**Task**
Recast the listing below as a Markdown table with the columns Row and Line. Start at its first line, end at the line containing "point(1181, 765)", give each line a row number, and leave out blank lines.

--- Start of Items ---

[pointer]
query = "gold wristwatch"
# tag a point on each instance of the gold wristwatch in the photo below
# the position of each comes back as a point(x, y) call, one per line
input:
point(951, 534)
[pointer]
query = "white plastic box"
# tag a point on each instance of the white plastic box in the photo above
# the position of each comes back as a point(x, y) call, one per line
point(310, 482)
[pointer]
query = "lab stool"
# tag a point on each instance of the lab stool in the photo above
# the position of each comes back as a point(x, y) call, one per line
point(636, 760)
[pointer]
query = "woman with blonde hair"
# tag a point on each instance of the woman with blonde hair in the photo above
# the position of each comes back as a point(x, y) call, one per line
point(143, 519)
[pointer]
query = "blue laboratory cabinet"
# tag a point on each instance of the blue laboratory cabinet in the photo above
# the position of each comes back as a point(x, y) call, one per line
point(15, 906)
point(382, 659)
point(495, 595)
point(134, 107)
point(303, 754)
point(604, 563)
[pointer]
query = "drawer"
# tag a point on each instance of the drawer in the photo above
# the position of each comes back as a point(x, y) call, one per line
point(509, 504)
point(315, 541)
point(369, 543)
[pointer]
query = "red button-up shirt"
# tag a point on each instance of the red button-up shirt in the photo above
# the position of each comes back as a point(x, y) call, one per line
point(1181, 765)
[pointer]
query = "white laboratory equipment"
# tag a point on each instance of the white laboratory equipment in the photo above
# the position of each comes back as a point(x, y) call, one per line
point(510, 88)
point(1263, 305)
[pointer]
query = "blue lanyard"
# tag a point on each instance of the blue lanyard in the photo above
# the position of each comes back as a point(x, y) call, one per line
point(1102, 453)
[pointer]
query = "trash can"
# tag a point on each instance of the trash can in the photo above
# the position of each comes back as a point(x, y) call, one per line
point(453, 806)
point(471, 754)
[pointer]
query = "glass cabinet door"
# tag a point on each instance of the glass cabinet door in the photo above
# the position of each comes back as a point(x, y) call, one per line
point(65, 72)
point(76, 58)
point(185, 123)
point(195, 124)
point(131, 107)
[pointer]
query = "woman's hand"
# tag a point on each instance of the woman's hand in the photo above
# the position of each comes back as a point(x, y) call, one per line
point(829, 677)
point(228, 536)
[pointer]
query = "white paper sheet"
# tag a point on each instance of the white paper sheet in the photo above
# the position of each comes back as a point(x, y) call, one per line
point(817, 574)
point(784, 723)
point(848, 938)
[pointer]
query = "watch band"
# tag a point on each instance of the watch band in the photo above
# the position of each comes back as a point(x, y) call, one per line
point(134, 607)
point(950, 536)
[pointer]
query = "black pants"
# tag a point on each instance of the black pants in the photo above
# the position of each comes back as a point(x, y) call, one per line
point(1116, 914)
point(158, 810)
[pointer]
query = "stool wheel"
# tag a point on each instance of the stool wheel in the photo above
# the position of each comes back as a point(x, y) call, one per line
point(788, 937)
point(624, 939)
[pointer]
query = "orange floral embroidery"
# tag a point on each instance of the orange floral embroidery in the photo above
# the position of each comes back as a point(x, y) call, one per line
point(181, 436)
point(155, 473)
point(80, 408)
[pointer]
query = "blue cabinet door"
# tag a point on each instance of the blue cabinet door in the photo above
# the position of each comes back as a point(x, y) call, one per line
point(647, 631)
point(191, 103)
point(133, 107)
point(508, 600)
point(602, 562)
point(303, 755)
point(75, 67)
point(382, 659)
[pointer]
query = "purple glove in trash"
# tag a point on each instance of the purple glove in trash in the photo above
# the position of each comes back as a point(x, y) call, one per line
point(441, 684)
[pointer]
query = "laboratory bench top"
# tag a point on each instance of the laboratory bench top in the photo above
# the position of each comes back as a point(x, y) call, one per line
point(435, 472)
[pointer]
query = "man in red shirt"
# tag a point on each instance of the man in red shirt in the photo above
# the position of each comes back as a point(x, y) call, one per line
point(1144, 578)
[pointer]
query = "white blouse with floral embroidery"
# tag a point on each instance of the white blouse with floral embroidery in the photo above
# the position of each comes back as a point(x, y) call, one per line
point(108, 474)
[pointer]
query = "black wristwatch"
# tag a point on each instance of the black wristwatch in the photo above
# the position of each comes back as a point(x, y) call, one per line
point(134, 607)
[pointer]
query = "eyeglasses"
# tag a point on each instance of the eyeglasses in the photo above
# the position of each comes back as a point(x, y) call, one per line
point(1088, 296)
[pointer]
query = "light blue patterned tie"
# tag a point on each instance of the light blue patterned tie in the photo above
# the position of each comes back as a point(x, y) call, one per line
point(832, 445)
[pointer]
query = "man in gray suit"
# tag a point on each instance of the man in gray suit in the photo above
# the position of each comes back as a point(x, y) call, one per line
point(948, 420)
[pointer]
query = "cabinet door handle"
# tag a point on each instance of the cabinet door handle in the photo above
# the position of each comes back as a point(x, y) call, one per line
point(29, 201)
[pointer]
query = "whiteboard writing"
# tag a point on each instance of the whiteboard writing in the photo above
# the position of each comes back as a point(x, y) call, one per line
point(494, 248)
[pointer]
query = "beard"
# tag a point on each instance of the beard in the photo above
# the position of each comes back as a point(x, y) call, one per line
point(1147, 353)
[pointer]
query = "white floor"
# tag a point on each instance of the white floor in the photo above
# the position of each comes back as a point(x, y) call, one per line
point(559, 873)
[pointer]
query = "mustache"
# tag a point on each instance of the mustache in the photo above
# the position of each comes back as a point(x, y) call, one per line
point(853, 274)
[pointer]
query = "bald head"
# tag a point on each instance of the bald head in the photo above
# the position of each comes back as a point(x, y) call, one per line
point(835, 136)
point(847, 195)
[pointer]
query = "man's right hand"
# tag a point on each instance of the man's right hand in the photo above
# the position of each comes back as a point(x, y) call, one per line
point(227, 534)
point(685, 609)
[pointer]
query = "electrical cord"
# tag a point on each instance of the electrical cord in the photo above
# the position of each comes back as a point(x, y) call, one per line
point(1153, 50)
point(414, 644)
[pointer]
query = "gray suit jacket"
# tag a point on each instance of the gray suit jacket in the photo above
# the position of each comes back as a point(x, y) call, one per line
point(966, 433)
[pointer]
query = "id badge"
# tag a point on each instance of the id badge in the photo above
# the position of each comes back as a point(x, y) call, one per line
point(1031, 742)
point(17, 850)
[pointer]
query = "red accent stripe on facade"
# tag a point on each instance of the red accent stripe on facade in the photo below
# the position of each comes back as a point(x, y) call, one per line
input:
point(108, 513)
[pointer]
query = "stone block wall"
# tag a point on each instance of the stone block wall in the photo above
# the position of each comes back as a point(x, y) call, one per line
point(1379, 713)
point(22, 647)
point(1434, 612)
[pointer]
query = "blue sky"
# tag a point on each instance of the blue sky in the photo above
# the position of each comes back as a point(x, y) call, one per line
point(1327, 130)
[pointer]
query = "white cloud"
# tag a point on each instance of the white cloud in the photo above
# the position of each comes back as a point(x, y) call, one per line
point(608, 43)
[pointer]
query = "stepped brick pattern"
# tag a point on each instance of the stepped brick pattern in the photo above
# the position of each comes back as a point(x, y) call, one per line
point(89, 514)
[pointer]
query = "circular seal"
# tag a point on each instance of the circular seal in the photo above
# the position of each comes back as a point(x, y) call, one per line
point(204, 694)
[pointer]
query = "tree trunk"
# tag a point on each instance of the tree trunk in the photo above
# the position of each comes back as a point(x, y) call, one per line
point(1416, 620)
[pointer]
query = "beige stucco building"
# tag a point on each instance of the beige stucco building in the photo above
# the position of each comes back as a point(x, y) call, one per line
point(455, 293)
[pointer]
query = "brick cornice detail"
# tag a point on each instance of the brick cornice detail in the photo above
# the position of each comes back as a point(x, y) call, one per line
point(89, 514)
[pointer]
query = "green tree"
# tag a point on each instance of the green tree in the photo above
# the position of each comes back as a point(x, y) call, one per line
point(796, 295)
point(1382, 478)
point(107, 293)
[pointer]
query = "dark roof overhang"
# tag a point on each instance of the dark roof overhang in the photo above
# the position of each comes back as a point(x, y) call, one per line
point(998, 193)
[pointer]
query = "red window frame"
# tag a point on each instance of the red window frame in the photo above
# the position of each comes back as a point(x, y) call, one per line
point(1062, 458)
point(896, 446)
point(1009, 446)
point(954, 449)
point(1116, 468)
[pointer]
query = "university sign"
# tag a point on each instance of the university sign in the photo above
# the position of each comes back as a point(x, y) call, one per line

--- End of Items ---

**Final answer**
| Row | Line |
|---|---|
| 1 | [pointer] |
| 2 | query = "gold wristwatch" |
| 3 | # tag a point on each instance of the gold wristwatch in the photo below |
| 4 | # the position of each comes back as a point(x, y) call, one per line |
| 5 | input: |
| 6 | point(951, 534) |
| 7 | [pointer] |
| 8 | query = "white plastic box" |
| 9 | # tag a point on each instance of the white plastic box in the photo above |
| 10 | # the position of each comes back as a point(x, y) call, one per line |
| 11 | point(310, 482) |
| 12 | [pointer] |
| 13 | query = "lab stool" |
| 14 | # tag a point on each instance of the lab stool in the photo above |
| 15 | # the position of each comes back as a point(x, y) call, one per line |
| 16 | point(636, 760) |
| 17 | [pointer] |
| 18 | query = "woman with blonde hair" |
| 19 | # tag a point on each instance of the woman with blonde hair in the photo above |
| 20 | # the position of each comes back as a point(x, y) call, one per line |
| 21 | point(143, 519) |
| 22 | [pointer] |
| 23 | query = "blue laboratory cabinet" |
| 24 | # tag a point on each instance of the blue laboratory cabinet in the photo above |
| 25 | # the position of each comes back as a point(x, y) call, one per line |
| 26 | point(15, 906) |
| 27 | point(382, 659) |
| 28 | point(495, 595) |
| 29 | point(134, 107) |
| 30 | point(303, 754) |
| 31 | point(604, 563) |
| 32 | [pointer] |
| 33 | query = "drawer" |
| 34 | # tag a point on each instance of the drawer in the photo above |
| 35 | # the position of each comes back as a point(x, y) call, one per line |
| 36 | point(509, 504) |
| 37 | point(315, 541) |
| 38 | point(369, 543) |
| 39 | [pointer] |
| 40 | query = "red button-up shirt" |
| 41 | # tag a point on each instance of the red button-up shirt in the photo above |
| 42 | # the position of each comes back as a point(x, y) call, one per line |
| 43 | point(1181, 765) |